(Data items)
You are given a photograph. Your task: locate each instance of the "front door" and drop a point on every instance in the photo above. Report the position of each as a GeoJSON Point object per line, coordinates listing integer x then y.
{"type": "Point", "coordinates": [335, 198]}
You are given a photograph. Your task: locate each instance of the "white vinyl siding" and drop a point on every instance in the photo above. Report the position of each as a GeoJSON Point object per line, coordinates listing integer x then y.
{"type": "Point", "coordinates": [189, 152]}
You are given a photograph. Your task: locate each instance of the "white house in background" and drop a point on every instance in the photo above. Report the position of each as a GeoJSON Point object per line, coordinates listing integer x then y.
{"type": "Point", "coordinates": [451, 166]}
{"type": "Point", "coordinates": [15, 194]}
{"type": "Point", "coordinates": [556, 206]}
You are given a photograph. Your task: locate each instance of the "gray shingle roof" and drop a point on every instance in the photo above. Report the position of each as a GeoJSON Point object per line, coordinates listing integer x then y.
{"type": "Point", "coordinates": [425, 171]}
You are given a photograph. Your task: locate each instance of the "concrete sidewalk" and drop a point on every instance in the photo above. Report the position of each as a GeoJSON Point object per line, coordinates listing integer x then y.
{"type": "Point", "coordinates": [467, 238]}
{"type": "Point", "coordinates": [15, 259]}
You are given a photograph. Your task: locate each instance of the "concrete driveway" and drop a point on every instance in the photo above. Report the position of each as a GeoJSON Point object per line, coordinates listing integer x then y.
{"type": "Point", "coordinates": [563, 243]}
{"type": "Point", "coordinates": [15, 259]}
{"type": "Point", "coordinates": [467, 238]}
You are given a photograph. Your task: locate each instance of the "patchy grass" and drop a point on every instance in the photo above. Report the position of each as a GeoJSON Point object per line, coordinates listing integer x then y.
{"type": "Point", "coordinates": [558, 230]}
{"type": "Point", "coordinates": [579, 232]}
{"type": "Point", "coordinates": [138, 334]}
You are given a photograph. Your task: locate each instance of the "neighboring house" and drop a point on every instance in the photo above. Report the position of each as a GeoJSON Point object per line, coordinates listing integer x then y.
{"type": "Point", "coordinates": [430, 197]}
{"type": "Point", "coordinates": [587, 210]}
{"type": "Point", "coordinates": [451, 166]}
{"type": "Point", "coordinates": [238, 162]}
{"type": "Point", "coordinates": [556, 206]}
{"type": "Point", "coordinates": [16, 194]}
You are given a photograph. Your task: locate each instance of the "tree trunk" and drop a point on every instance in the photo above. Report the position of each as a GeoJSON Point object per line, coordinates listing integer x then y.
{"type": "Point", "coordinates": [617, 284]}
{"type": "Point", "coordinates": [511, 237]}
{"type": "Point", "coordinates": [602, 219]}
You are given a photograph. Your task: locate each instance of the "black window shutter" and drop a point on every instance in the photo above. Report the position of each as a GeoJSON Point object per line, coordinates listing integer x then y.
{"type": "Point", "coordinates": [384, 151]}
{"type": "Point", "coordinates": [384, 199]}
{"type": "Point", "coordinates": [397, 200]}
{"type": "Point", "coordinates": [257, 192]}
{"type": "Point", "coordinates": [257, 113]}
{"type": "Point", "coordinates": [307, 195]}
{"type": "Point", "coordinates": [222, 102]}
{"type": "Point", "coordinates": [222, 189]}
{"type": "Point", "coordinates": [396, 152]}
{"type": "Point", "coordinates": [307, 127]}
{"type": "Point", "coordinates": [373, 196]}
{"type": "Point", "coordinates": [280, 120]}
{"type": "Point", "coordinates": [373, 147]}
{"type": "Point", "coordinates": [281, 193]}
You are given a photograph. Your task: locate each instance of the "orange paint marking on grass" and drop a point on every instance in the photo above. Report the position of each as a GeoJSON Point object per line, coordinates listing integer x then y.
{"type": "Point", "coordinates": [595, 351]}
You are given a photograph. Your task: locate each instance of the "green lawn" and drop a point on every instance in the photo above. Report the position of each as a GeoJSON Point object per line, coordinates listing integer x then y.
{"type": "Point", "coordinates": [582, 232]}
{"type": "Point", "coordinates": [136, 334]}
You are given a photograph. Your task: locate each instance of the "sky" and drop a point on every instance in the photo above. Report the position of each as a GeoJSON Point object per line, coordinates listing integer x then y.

[PROBLEM]: Reproduce each line above word for word.

[WRITTEN SOLUTION]:
You are given a photograph. Your task: locate each instance of the "front door" and drop a point on every instance in the photo above. Report the position of each as a GeoJSON Point object per line, coordinates listing integer x then y.
{"type": "Point", "coordinates": [335, 198]}
You are given a photograph. Your task: locate each instance of the "white vinyl siding" and drop a point on every instance in the photo above. Report the position of each as a GeoJSON Point object per line, coordinates listing integer x then y.
{"type": "Point", "coordinates": [189, 152]}
You are given a photograph. Your task: locate each instance of the "white house in background" and drop a point on every instance in the photo above. Report the position of each as a GeoJSON Point object per line, coordinates listing integer x then y.
{"type": "Point", "coordinates": [451, 166]}
{"type": "Point", "coordinates": [15, 194]}
{"type": "Point", "coordinates": [556, 206]}
You are given a photograph. Your task: locate each instance of the "gray shingle roof" and drop a point on every instance in the photo above. Report the position of each as a GeoJSON Point object per line, coordinates listing integer x then y.
{"type": "Point", "coordinates": [425, 171]}
You are given a photograph. Your task: locate each instance of the "concrete sidewalk" and drop a point on every instance in the photo above. Report the position of each as a GeoJSON Point object per line, coordinates listing integer x then y.
{"type": "Point", "coordinates": [467, 238]}
{"type": "Point", "coordinates": [15, 259]}
You are given a photograph. Your task: locate each instance of the "concrete driveway" and drop a point on every instance in the photo above. Report the position of each as a GeoJSON Point object per line, coordinates listing integer x then y.
{"type": "Point", "coordinates": [563, 243]}
{"type": "Point", "coordinates": [15, 259]}
{"type": "Point", "coordinates": [467, 238]}
You are given a photograph. Your task: locate each instance of the "patchy grass" and drop a point on every instance in the photo above. Report the position of each as a GeoJSON Point object per line, coordinates listing integer x then y.
{"type": "Point", "coordinates": [558, 230]}
{"type": "Point", "coordinates": [579, 232]}
{"type": "Point", "coordinates": [138, 334]}
You are given a photograph. Your task: locate each instance of the "neighboring house" and drop a point on every instance in the photo above. Report the position of each as a GeoJSON Point object per line, coordinates listing integer x then y.
{"type": "Point", "coordinates": [430, 197]}
{"type": "Point", "coordinates": [587, 210]}
{"type": "Point", "coordinates": [451, 166]}
{"type": "Point", "coordinates": [238, 162]}
{"type": "Point", "coordinates": [556, 206]}
{"type": "Point", "coordinates": [16, 194]}
You are given a photograph. Your task: locate each instance of the "tree trunk" and drop a point on every instance in the photo above. Report the position of each as a GeoJSON Point object per line, coordinates listing integer x then y.
{"type": "Point", "coordinates": [617, 284]}
{"type": "Point", "coordinates": [511, 237]}
{"type": "Point", "coordinates": [602, 219]}
You are given a photograph. Your task: locate each instance of the "black window shutter" and drop a point on every instance in the photo above. Report the position of each as a GeoJSON Point object per line, coordinates listing integer x then y.
{"type": "Point", "coordinates": [384, 151]}
{"type": "Point", "coordinates": [384, 199]}
{"type": "Point", "coordinates": [397, 200]}
{"type": "Point", "coordinates": [257, 192]}
{"type": "Point", "coordinates": [257, 113]}
{"type": "Point", "coordinates": [307, 195]}
{"type": "Point", "coordinates": [222, 102]}
{"type": "Point", "coordinates": [222, 189]}
{"type": "Point", "coordinates": [396, 152]}
{"type": "Point", "coordinates": [307, 127]}
{"type": "Point", "coordinates": [373, 196]}
{"type": "Point", "coordinates": [280, 120]}
{"type": "Point", "coordinates": [373, 147]}
{"type": "Point", "coordinates": [281, 193]}
You are given a photograph. Your task: locate each instance of the "orange paint marking on grass" and drop a point on every instance in the photo above. Report the position of each as a GeoJSON Point object per line, coordinates listing integer x then y.
{"type": "Point", "coordinates": [595, 351]}
You are given a photograph. Your task: locate each instance of the "green lawn" and drop a point on every instance in the photo above. Report the position of each as a GeoJSON Point object per line, coordinates listing integer x then y.
{"type": "Point", "coordinates": [582, 232]}
{"type": "Point", "coordinates": [136, 334]}
You are given a photograph. Your task: locate each instance of the "sky" and drop a point on every instance in the photo above. Report the position of each as a GeoJSON Point object per line, coordinates listing integer x then y.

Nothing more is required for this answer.